(Data to use)

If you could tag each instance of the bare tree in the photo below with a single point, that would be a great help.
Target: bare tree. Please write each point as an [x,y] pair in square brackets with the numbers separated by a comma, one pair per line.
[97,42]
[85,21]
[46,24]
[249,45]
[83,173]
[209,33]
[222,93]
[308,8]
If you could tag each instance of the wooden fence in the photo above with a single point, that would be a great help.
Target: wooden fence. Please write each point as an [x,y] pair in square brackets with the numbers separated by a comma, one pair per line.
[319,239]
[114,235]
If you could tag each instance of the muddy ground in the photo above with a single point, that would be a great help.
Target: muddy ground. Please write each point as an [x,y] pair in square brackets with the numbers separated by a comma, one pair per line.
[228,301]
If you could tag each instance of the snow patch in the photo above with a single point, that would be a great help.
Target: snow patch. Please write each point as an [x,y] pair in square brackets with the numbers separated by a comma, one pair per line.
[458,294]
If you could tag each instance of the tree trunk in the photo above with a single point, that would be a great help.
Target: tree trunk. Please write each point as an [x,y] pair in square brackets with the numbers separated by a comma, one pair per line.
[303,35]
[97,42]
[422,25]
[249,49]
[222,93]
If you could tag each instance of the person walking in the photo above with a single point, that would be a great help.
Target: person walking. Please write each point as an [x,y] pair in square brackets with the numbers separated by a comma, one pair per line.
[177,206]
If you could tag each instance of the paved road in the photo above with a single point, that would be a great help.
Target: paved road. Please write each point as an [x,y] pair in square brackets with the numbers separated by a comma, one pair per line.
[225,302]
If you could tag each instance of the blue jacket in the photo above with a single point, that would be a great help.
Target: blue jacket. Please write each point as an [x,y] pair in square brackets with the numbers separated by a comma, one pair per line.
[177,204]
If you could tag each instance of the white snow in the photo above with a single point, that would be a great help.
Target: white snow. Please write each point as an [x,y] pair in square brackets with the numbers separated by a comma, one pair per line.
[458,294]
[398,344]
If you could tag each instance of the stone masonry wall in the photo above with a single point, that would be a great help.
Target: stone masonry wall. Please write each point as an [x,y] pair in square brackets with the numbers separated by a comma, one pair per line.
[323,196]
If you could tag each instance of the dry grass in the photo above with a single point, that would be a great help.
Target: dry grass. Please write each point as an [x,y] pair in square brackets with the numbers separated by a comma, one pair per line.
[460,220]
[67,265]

(End Data to use)

# What you are asked to do
Return the full listing. Keep each line exactly as it stands.

# Exercise response
If you could tag each instance of the bare tree in the photo below with a single point, that would be a great help.
Target: bare tree. Please write each point as an [x,y] pair in square brackets with the numbers separated by a comma, one pair per line.
[97,42]
[85,21]
[46,24]
[249,45]
[83,173]
[209,33]
[222,93]
[308,8]
If you could tag each instance of the wooden fence in the photo above with a single point, that would be a great help.
Target: wooden fence. Please write each point as an [x,y] pair in square brackets with the numbers separated by a comma, one pair per line.
[319,239]
[114,235]
If you could tag each instance of the muddy ground in the photo above with a single point, that would be a great help.
Target: muddy ground. Please write each point as an [x,y] pair in square brackets with the numbers separated by a comma, one pair per line.
[228,301]
If you could tag each instance of the snow patch in the photo above with a single point, that would be a great help.
Target: snow patch. Please write each point as an [x,y] pair in square brackets with the numbers separated by a comma, one pair per line.
[458,294]
If you could tag each instance of the tree trunk in the photo above with a single point, that would be a great help.
Target: tree trunk. Please write each point as an [x,y] pair in square brackets with the numbers separated by a comma, one pair per line.
[303,35]
[97,42]
[422,25]
[249,49]
[222,93]
If you could tag each instance of the person walking in the photo above with a single point, that would be a great help.
Target: person walking. Please write each point as an [x,y] pair in square brackets with the numbers separated by a comma, one pair per line.
[177,206]
If you could tag each instance of the paved road in the photo above with a single point, that would be a great help.
Target: paved road. Please write each point as an [x,y] pair in square brackets with the numbers separated by a comma, one pair per line.
[225,302]
If you could tag each instance of the blue jacket in the photo above with a single point, that would be a great help.
Target: blue jacket. Please write each point as an [x,y] pair in square brackets with the numbers separated by a comma, one pair per line.
[177,204]
If you could tag each instance of the white snow in the photo above with a single point, that would be a great help.
Target: white snow. Please write each point as an [x,y] pair in square brackets with the numbers separated by a comma, one pair per line.
[458,294]
[398,344]
If you could tag each instance of the stone masonry wall in the photo above with a single point, that would be a great help.
Target: stone masonry wall. Please write each point as an [x,y] pair in square brackets with the numbers separated by a comma, one pair per line.
[323,196]
If you could tag each instance of the dry grass in the photo above with a single point, that would be a great help.
Target: dry grass. Please write each point as an [x,y] pair in square brackets with the numbers separated by a comma, one pair per line.
[460,220]
[67,265]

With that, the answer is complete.